EXERCISE TASK —
Reproduce word for word the stretch of the items below that runs from the line containing "of the green" through the end of the items.

RECORDED INFORMATION —
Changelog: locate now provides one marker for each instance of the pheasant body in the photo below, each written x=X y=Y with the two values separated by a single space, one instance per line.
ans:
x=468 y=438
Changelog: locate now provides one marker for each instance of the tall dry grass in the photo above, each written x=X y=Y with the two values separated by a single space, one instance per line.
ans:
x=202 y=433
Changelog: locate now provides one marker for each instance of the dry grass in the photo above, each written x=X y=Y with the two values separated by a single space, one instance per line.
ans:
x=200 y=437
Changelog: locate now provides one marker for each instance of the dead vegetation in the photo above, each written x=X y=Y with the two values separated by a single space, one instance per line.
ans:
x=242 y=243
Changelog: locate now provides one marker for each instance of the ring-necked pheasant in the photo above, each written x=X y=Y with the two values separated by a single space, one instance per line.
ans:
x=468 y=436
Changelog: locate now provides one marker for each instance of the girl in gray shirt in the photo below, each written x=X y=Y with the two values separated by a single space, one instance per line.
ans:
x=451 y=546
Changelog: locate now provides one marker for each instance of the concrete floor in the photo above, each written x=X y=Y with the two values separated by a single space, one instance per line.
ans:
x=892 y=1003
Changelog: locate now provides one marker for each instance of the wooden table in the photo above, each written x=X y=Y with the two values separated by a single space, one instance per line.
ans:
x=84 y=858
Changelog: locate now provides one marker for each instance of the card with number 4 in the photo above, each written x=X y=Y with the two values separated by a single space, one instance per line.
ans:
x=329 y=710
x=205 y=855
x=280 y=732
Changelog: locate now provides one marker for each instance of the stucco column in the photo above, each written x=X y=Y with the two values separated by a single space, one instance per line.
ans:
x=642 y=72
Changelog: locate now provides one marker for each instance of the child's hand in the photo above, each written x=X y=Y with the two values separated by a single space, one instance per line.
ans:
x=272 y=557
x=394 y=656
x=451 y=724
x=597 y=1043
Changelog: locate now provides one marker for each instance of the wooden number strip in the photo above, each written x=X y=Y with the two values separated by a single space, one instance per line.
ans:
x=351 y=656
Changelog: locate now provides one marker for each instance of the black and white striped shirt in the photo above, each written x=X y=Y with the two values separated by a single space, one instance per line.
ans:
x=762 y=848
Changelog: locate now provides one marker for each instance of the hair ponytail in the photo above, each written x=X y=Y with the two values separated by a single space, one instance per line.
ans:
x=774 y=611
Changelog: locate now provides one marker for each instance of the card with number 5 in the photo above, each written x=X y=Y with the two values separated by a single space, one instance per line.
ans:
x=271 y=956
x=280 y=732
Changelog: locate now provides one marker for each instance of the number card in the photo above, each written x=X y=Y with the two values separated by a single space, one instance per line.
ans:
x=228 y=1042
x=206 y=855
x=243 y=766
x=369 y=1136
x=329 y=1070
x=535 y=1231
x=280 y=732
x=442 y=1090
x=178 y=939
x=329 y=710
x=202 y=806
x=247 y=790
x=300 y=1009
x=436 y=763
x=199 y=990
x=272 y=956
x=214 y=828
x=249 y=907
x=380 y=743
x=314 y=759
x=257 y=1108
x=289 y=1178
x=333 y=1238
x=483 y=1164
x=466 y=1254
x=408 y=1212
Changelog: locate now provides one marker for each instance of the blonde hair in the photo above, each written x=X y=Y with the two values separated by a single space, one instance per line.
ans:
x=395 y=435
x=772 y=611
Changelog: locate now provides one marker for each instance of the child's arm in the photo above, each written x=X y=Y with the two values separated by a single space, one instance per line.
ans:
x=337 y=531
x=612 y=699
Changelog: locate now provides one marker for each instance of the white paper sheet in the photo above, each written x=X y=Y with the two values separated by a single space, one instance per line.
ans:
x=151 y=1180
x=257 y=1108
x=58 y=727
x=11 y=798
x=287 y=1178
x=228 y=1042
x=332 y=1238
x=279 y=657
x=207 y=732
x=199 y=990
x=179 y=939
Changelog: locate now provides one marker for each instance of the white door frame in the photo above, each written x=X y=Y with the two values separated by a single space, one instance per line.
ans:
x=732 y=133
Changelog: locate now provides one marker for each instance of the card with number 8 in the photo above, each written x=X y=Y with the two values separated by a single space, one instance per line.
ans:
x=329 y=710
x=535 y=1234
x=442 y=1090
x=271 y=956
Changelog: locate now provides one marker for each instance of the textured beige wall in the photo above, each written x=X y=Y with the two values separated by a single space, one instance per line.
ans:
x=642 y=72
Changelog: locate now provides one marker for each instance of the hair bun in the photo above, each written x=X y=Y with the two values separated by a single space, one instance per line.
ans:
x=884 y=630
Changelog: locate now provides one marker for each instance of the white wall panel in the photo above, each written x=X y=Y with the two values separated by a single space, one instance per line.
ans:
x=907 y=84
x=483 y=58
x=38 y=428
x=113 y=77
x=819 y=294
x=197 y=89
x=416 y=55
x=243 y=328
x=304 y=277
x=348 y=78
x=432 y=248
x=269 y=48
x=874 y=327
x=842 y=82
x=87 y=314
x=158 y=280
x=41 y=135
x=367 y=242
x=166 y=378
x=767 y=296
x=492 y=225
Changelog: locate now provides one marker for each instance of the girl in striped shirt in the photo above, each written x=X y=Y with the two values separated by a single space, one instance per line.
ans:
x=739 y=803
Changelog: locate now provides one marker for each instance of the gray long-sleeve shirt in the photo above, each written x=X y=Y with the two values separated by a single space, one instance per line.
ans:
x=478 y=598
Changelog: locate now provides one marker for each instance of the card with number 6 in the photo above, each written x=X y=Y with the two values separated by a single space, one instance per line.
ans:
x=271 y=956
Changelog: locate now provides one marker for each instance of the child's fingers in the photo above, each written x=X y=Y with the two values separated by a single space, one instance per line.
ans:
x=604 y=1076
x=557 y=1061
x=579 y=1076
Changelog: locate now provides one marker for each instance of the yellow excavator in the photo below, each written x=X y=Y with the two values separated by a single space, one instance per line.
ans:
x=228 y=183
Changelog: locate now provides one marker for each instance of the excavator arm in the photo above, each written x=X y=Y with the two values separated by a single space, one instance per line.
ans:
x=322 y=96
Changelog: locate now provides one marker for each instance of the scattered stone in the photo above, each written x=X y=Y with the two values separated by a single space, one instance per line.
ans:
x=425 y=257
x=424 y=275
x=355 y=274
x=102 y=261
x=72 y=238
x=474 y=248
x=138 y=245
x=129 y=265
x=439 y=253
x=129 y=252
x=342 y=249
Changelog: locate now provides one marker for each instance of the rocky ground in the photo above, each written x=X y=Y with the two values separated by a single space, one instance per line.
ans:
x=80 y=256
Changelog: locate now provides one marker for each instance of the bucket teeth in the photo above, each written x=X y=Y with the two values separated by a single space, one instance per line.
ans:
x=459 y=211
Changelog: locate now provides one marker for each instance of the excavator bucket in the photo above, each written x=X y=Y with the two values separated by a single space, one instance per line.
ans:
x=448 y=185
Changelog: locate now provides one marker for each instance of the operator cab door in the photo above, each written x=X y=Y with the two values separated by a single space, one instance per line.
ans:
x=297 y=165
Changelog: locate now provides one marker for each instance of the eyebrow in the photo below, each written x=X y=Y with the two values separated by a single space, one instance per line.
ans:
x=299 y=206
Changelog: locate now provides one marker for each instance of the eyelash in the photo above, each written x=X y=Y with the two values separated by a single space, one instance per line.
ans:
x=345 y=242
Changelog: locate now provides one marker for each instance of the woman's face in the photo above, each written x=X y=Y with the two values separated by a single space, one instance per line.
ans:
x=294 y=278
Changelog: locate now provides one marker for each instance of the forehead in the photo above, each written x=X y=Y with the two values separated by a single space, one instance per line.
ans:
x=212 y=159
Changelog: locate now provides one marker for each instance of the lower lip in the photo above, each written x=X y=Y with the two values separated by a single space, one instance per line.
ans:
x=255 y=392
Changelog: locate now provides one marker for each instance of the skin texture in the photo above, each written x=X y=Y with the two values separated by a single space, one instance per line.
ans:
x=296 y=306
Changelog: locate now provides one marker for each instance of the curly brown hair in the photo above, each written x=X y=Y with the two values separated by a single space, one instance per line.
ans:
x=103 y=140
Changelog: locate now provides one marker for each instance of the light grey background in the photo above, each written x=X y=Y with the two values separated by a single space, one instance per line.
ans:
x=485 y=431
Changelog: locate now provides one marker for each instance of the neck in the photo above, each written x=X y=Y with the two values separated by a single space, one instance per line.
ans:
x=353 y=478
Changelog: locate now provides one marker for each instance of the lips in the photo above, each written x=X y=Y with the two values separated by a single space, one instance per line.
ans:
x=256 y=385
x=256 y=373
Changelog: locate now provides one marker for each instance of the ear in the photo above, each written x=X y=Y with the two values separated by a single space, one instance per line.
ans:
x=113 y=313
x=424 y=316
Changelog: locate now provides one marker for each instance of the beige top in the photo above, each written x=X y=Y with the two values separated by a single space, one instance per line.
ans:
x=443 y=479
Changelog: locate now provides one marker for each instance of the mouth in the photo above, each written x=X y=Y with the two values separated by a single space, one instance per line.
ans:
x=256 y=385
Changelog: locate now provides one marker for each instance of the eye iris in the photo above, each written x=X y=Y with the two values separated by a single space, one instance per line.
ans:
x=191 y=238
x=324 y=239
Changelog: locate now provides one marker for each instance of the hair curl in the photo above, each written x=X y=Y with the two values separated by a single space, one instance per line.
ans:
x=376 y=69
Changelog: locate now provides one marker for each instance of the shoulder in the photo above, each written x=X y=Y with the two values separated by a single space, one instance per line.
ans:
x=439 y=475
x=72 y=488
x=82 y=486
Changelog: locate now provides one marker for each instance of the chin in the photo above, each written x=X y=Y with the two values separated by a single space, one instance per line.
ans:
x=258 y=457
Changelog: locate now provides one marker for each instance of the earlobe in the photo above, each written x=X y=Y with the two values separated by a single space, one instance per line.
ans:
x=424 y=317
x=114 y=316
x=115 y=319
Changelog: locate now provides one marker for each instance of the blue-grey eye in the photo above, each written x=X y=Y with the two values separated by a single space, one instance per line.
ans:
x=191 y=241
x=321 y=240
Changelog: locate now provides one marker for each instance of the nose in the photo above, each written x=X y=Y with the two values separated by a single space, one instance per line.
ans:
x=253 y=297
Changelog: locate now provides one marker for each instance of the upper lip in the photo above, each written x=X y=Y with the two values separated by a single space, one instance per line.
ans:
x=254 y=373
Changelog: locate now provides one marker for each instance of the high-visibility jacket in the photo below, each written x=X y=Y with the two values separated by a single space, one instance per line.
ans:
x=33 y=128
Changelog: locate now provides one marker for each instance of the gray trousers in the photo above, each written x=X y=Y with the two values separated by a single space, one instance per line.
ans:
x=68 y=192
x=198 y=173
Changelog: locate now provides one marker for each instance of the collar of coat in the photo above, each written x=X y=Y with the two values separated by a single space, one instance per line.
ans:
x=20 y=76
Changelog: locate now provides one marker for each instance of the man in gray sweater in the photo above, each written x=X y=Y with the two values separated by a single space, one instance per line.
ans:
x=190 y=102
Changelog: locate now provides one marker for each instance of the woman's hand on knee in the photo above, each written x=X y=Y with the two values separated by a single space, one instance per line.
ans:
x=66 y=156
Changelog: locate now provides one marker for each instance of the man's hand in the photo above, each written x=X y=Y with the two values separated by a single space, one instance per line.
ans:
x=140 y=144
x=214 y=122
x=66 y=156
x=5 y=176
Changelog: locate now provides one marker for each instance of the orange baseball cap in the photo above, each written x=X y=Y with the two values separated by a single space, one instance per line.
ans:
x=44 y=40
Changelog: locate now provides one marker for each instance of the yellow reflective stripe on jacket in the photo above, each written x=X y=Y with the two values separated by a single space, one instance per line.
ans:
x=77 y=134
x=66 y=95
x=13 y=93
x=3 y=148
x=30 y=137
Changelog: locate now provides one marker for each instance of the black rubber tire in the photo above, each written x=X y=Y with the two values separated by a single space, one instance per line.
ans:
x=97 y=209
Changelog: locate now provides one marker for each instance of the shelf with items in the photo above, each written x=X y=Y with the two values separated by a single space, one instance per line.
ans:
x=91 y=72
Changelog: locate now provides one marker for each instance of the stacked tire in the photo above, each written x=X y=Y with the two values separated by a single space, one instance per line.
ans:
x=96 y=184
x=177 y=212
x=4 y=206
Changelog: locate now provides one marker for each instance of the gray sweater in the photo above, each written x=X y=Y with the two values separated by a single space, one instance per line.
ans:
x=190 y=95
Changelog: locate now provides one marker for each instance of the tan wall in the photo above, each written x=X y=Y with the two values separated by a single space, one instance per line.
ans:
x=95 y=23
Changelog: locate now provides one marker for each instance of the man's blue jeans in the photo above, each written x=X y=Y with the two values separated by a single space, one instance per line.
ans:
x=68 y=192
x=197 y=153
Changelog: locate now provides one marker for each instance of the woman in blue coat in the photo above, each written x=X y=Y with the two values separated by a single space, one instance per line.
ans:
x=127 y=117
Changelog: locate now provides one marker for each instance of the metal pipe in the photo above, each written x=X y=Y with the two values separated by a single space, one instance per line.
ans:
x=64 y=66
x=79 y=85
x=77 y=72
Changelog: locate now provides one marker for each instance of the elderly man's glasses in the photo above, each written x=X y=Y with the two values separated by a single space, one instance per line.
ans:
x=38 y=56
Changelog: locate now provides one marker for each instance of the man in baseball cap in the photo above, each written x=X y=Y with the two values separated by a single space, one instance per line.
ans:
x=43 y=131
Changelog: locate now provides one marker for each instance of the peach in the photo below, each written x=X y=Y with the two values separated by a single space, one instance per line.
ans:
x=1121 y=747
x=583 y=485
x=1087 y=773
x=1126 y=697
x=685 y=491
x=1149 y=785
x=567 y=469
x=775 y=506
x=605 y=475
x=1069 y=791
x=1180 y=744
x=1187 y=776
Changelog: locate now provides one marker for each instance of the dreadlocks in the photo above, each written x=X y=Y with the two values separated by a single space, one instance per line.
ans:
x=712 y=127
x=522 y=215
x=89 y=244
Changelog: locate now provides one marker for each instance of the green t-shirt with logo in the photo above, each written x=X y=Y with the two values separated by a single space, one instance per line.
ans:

WORKED SOLUTION —
Changelog: locate now provides one marker for each instance of the green t-shirt with logo in the photo above, each written x=X y=Y with the two values separated by a single space, one instance per line.
ans:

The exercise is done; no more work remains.